— Given exercise —
Write every entry out again exactly, please, and skip the pictures.

★ ★ ★ ★ ★

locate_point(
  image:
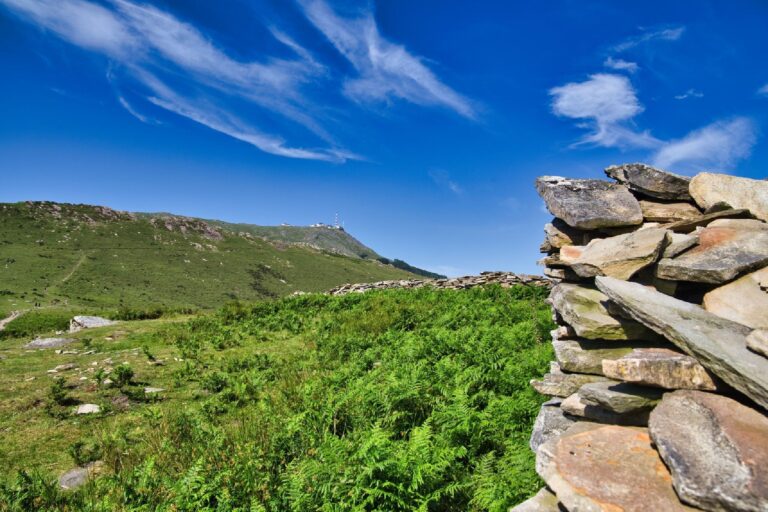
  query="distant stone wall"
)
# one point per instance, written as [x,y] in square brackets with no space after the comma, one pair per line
[505,279]
[660,387]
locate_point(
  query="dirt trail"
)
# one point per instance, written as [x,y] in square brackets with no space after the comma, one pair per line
[5,321]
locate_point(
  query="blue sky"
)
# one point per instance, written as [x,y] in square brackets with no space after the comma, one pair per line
[423,123]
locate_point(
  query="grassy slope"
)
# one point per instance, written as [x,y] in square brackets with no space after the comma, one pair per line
[96,258]
[391,400]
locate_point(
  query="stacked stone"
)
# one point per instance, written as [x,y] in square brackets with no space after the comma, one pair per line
[504,279]
[660,388]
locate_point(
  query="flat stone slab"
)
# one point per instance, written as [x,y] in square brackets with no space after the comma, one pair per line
[717,343]
[620,256]
[715,448]
[584,310]
[722,254]
[620,397]
[542,501]
[651,181]
[550,423]
[589,204]
[660,367]
[79,323]
[575,405]
[49,342]
[708,189]
[607,468]
[745,300]
[655,211]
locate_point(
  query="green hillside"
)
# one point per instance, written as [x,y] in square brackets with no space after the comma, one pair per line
[396,400]
[95,257]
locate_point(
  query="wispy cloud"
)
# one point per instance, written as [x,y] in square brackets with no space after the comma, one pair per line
[385,70]
[621,65]
[690,93]
[663,34]
[606,103]
[717,146]
[443,179]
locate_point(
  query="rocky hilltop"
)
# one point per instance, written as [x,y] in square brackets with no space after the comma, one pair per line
[659,390]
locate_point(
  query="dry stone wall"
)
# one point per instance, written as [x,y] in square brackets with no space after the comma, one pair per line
[659,390]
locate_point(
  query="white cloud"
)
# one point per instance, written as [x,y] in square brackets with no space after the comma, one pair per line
[621,65]
[718,146]
[666,34]
[385,70]
[690,93]
[607,103]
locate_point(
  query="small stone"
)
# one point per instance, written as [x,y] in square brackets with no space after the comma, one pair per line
[722,254]
[583,309]
[744,300]
[620,256]
[542,501]
[550,423]
[715,448]
[593,468]
[668,212]
[660,367]
[717,343]
[651,181]
[589,204]
[708,189]
[757,341]
[88,409]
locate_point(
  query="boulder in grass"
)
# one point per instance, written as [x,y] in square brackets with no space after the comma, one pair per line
[715,448]
[709,189]
[650,181]
[589,204]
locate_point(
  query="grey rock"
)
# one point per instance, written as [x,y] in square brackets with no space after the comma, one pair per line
[660,367]
[722,254]
[715,448]
[708,189]
[79,323]
[620,397]
[744,300]
[585,311]
[717,343]
[668,212]
[651,181]
[589,204]
[620,256]
[550,423]
[607,468]
[48,342]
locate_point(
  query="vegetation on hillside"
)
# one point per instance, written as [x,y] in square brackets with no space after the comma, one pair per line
[397,400]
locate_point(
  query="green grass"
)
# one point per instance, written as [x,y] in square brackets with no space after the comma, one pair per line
[77,256]
[393,400]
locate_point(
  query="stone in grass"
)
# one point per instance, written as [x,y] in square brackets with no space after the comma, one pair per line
[575,405]
[88,409]
[542,501]
[550,423]
[651,181]
[715,448]
[620,256]
[589,204]
[720,345]
[584,309]
[660,367]
[722,254]
[744,300]
[607,468]
[49,342]
[708,189]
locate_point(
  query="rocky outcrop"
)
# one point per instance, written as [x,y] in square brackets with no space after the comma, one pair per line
[503,279]
[660,324]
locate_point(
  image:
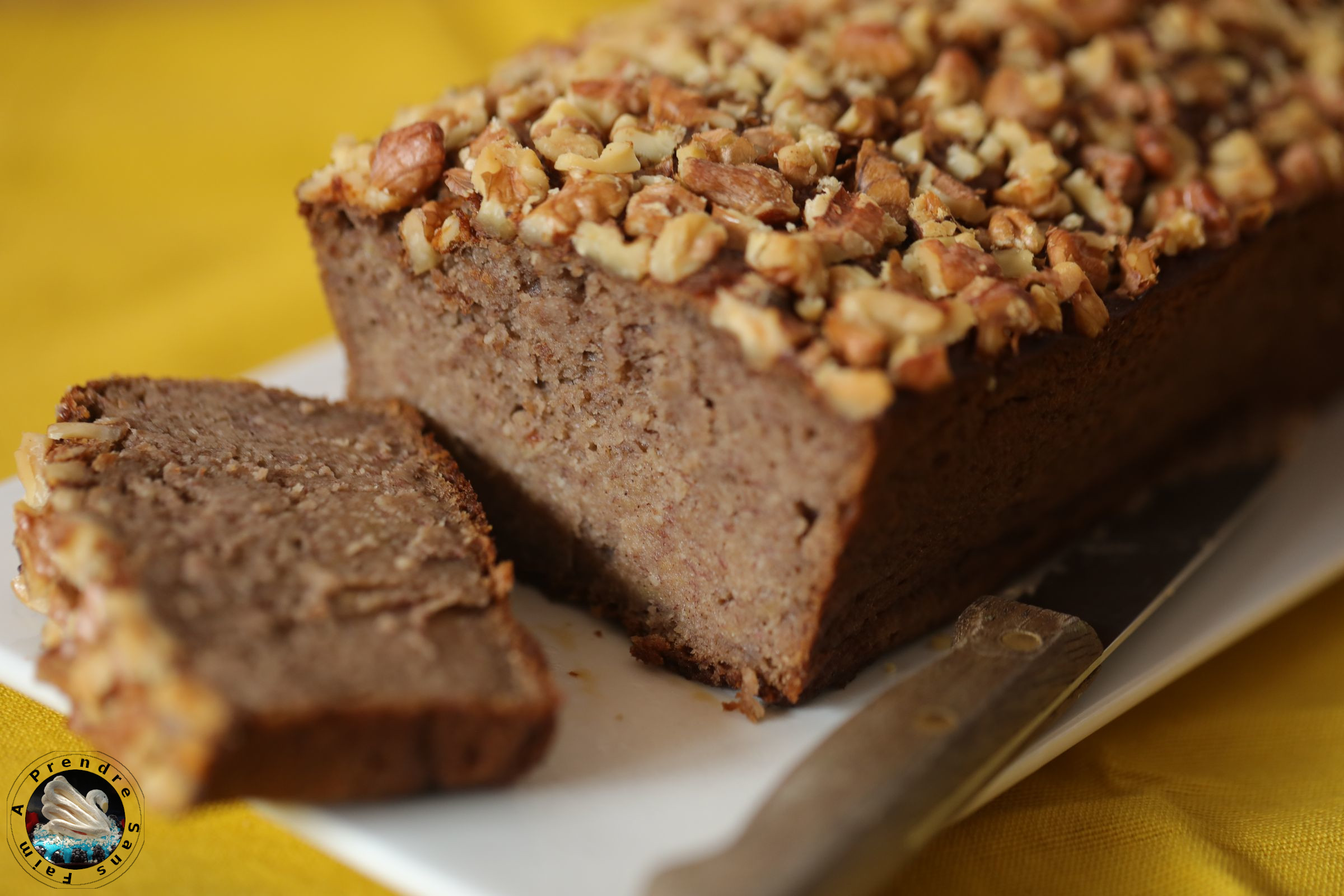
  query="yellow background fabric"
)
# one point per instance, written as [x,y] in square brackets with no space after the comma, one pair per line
[148,153]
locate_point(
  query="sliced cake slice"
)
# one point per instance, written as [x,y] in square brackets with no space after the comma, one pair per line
[253,593]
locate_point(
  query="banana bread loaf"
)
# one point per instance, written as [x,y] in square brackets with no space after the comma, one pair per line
[781,331]
[252,593]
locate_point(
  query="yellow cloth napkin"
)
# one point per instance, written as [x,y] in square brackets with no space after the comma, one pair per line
[148,153]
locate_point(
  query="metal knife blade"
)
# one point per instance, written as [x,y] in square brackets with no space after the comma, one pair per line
[857,809]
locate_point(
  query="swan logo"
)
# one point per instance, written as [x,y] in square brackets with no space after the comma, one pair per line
[76,820]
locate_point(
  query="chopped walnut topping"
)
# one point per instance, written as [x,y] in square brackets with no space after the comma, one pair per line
[995,160]
[867,117]
[656,204]
[1101,206]
[686,245]
[740,225]
[794,261]
[1139,267]
[510,180]
[855,394]
[857,344]
[960,199]
[757,329]
[407,162]
[953,80]
[416,238]
[606,248]
[617,159]
[596,198]
[1093,257]
[1003,314]
[1034,99]
[1090,314]
[758,191]
[605,100]
[946,268]
[1015,228]
[882,180]
[1238,170]
[674,105]
[850,226]
[652,143]
[872,49]
[460,116]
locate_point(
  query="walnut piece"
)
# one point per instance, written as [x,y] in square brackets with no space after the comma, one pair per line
[585,197]
[758,191]
[794,261]
[656,204]
[855,394]
[605,246]
[757,329]
[408,160]
[686,245]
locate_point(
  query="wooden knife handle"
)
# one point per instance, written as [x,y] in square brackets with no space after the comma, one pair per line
[861,805]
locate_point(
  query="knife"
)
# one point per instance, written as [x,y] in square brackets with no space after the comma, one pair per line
[854,812]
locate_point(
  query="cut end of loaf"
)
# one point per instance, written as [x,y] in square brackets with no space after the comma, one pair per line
[250,593]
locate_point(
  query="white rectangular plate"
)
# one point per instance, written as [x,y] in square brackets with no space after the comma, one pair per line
[648,769]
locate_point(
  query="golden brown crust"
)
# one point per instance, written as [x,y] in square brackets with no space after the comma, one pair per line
[1123,132]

★ ★ ★ ★ ★

— Exercise response —
locate_point(
  image:
  query="distant stone wall"
)
# one point per instance, written as [x,y] in square brackets with no space after the comma, one pair per line
[505,279]
[660,387]
locate_point(
  query="dirt trail"
)
# one point per instance, written as [x,y] in square brackets with no space after the comma, one pair per line
[5,321]
locate_point(
  query="blue sky"
)
# one point per instance, written as [x,y] in square brackets with no space after the comma, one pair per line
[423,123]
locate_point(
  query="grassy slope"
)
# one point per instance, written as [x,y] in square brackets with no space after the comma, one pair per line
[96,258]
[391,400]
locate_point(
  query="stacked stone"
)
# one point per instance, written as [x,y] in square brackets with no space after the comma, one pair per line
[504,279]
[660,388]
locate_point(
  query="flat stone slab"
)
# one point per instance, written as [x,y] in square brackets with no space after the comma, one pair per line
[717,343]
[620,256]
[715,448]
[584,310]
[722,254]
[620,397]
[542,501]
[651,181]
[550,423]
[589,204]
[660,367]
[79,323]
[575,405]
[49,342]
[708,189]
[607,468]
[745,300]
[655,211]
locate_point(
  query="green hillside"
)
# one point per instance, written as [x,y] in square brackets with no space after the comma, one pair per line
[396,400]
[95,257]
locate_point(
  query="wispy cloud"
)
# one point per instance, written as [x,y] in square brackets with no space after the comma, one pair per line
[385,70]
[621,65]
[690,93]
[663,34]
[606,103]
[717,146]
[443,179]
locate_point(
  query="rocky hilltop"
)
# one point per instance, written as [x,y] in square brackets with no space after the comma, one pair per line
[659,390]
locate_point(
  query="dry stone wall"
)
# one point per instance, written as [x,y] in square brackets with no space after the comma, one pair per line
[659,390]
locate_point(
  query="white cloud"
)
# one point per instance, written as [x,y] in square brackets with no space after the comma, one pair per line
[621,65]
[718,146]
[666,34]
[385,70]
[690,93]
[607,103]
locate_point(
  query="small stone"
)
# one point per instance, written as [x,y] in square brackets with no space after the comma, one pair per line
[722,254]
[583,309]
[744,300]
[620,256]
[542,501]
[550,423]
[715,448]
[593,468]
[668,212]
[660,367]
[717,343]
[651,181]
[589,204]
[708,189]
[757,341]
[88,409]
locate_point(
  query="boulder in grass"
)
# one point per instance, written as [x,y] in square brackets with no space after the comma, one pair per line
[715,448]
[709,189]
[650,181]
[589,204]
locate_point(
  query="grey rock"
)
# one point per instance, written as [x,y] in square brackets with no space after the comma, one pair per line
[660,367]
[722,254]
[715,448]
[708,189]
[79,323]
[620,397]
[744,300]
[585,311]
[717,343]
[668,212]
[651,181]
[589,204]
[620,256]
[550,423]
[607,468]
[48,342]
locate_point(
  query="vegetation on hillside"
)
# one point per instance, written as [x,y] in square brackets with no space after the comma, one pair per line
[397,400]
locate_point(
  query="green grass"
)
# one point per instance, written as [x,y] in square brackets with no space after the comma, one pair per line
[77,256]
[393,400]
locate_point(
  query="stone in grass"
)
# one point per instance, written as [x,y] in square brackets with no space after the comma, one pair per line
[575,405]
[88,409]
[542,501]
[550,423]
[651,181]
[715,448]
[620,256]
[589,204]
[720,345]
[584,309]
[660,367]
[722,254]
[744,300]
[607,468]
[49,342]
[708,189]
locate_point(
  query="rocky outcrop"
)
# one point per instance, written as [x,y] in square brackets with no space after the comma, one pair per line
[503,279]
[660,324]
locate_point(
  image:
  query="yellow background fabric"
)
# one point per instance, written as [x,y] in square brackets with no space after the comma, one pair per line
[148,153]
locate_point(
  query="sliced cake slice"
)
# one point per instance, written as [x,y] in square brackets with no space after the comma, one pair per line
[253,593]
locate_point(
  query="banana bread loaf"
)
# one point per instance, written as [x,y] in square brackets with no space after the comma, one pair per line
[781,331]
[252,593]
locate_point(
  query="yellow cloth napkin"
)
# one point per instance, written as [x,y] in square brackets with no space after the comma, one pair per line
[148,153]
locate_point(
  query="metal knife blade"
)
# one point per instance, written as [x,y] in square brackets with no space after the comma, one pair per line
[857,809]
locate_point(
  query="swan logo"
)
# one point per instance, written as [x,y] in square brackets with no space after the comma, one pair per line
[76,820]
locate_point(
  query="chopped walnut topping"
)
# one point per instance, written as [x,y] in square brackets with no space after the comma, one pair per line
[995,160]
[867,117]
[656,204]
[1101,206]
[686,245]
[740,225]
[794,261]
[1139,267]
[510,180]
[855,394]
[857,344]
[960,199]
[757,329]
[407,162]
[953,80]
[416,238]
[606,248]
[617,159]
[596,198]
[1093,257]
[1003,314]
[1034,99]
[1090,314]
[758,191]
[605,100]
[946,268]
[1015,228]
[882,180]
[1238,170]
[674,105]
[850,226]
[652,143]
[872,49]
[460,116]
locate_point(
  query="walnut piece"
)
# one point per instance, written as [x,y] in square brackets with no space after the comma, one pair per line
[585,197]
[758,191]
[794,261]
[656,204]
[855,394]
[605,246]
[757,329]
[408,160]
[686,245]
locate_point(
  query="wooden knife handle"
)
# one point per instance, written as [x,y] in square brackets with no space after the comma, one pair per line
[861,805]
locate_point(
  query="knife"
)
# one point per instance, written as [x,y] in square brackets with no space after the comma, one pair per line
[854,812]
locate_point(
  query="cut end of loaf"
)
# one point per instance, written as [x,y] in square brackets with no space after the comma, one pair per line
[250,593]
locate_point(
  query="white rectangular plate"
)
# one point per instance, written as [x,y] in square brackets with no space after the comma, one pair per line
[648,769]
locate_point(
  query="golden brown crust"
)
# one point per instance, written as [x,y] in square brackets with no space after the comma, one pair per line
[1123,132]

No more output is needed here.